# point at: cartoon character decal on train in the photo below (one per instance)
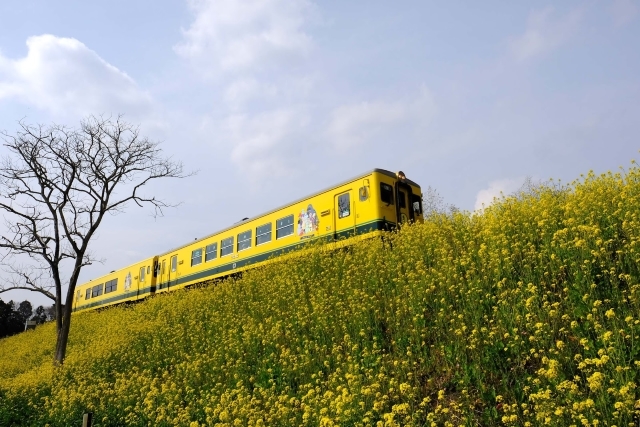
(308, 222)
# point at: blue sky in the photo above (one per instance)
(274, 99)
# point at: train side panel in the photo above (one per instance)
(351, 210)
(131, 283)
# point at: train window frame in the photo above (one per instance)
(263, 233)
(416, 202)
(211, 252)
(386, 193)
(226, 246)
(402, 199)
(284, 227)
(111, 286)
(344, 205)
(96, 290)
(196, 257)
(244, 240)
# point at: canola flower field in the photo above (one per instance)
(526, 314)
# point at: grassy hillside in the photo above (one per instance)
(527, 314)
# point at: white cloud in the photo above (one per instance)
(66, 78)
(262, 144)
(623, 11)
(354, 125)
(496, 189)
(544, 33)
(240, 91)
(230, 35)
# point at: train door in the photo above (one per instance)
(345, 216)
(172, 275)
(404, 202)
(163, 275)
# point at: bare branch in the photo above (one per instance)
(56, 186)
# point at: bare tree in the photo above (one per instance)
(56, 186)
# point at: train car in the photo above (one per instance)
(131, 283)
(361, 207)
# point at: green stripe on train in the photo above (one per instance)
(368, 227)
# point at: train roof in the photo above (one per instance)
(382, 171)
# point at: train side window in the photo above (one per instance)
(196, 257)
(416, 202)
(284, 227)
(344, 206)
(244, 240)
(226, 246)
(263, 234)
(402, 200)
(111, 286)
(386, 193)
(96, 291)
(211, 252)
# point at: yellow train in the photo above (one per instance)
(365, 205)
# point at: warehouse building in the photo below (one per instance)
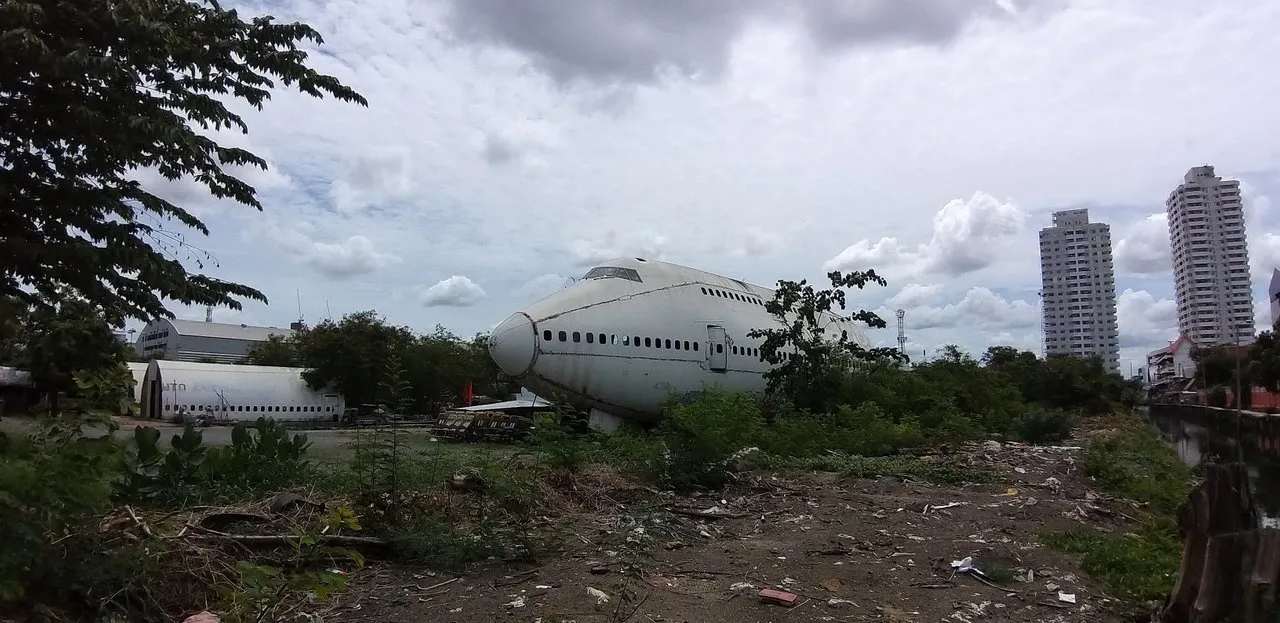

> Set exercise
Rewrite all of the records above as a numbered list with one line per item, skipping any blank lines. Leave the pictures out.

> Reply
1. # point at: cartoon character decal on train in the photo below (one per instance)
2. (308, 222)
3. # point at: blue sky in the photo above (one per instance)
4. (274, 99)
5. # point at: train side panel in the photo above (one per instance)
6. (351, 210)
7. (131, 283)
8. # point at: train window frame in the photo above (one per instance)
9. (263, 233)
10. (416, 202)
11. (211, 252)
12. (386, 193)
13. (226, 246)
14. (402, 199)
15. (284, 227)
16. (111, 286)
17. (344, 205)
18. (96, 290)
19. (196, 257)
20. (244, 240)
21. # point at: canola flower field in the photo above (one per instance)
22. (526, 314)
23. # point at: grassy hillside in the photo above (one per instance)
24. (527, 314)
25. # point at: white cloud in the photo above (one per instance)
26. (66, 78)
27. (262, 144)
28. (623, 11)
29. (354, 125)
30. (496, 189)
31. (544, 33)
32. (240, 91)
33. (230, 35)
34. # point at: train door in the photo above (one per instance)
35. (345, 216)
36. (172, 275)
37. (404, 202)
38. (163, 275)
39. # point at: bare branch in the photo above (one per instance)
40. (56, 186)
41. # point at: bare tree in the photo above (one per instance)
42. (56, 186)
43. # point at: train car in the photo above (one per instance)
44. (131, 283)
45. (361, 207)
46. # point at: green stripe on train in the photo above (one per instance)
47. (368, 227)
48. # point at: train roof in the photo above (one per instance)
49. (382, 171)
50. # point at: train side window in the photo above (one per instance)
51. (196, 257)
52. (416, 202)
53. (284, 227)
54. (344, 206)
55. (244, 240)
56. (226, 246)
57. (263, 234)
58. (402, 200)
59. (111, 286)
60. (386, 193)
61. (96, 291)
62. (211, 252)
63. # point at: yellow train in the photo above (one per instance)
64. (365, 205)
65. # point at: warehouse building in the photo below (one per instance)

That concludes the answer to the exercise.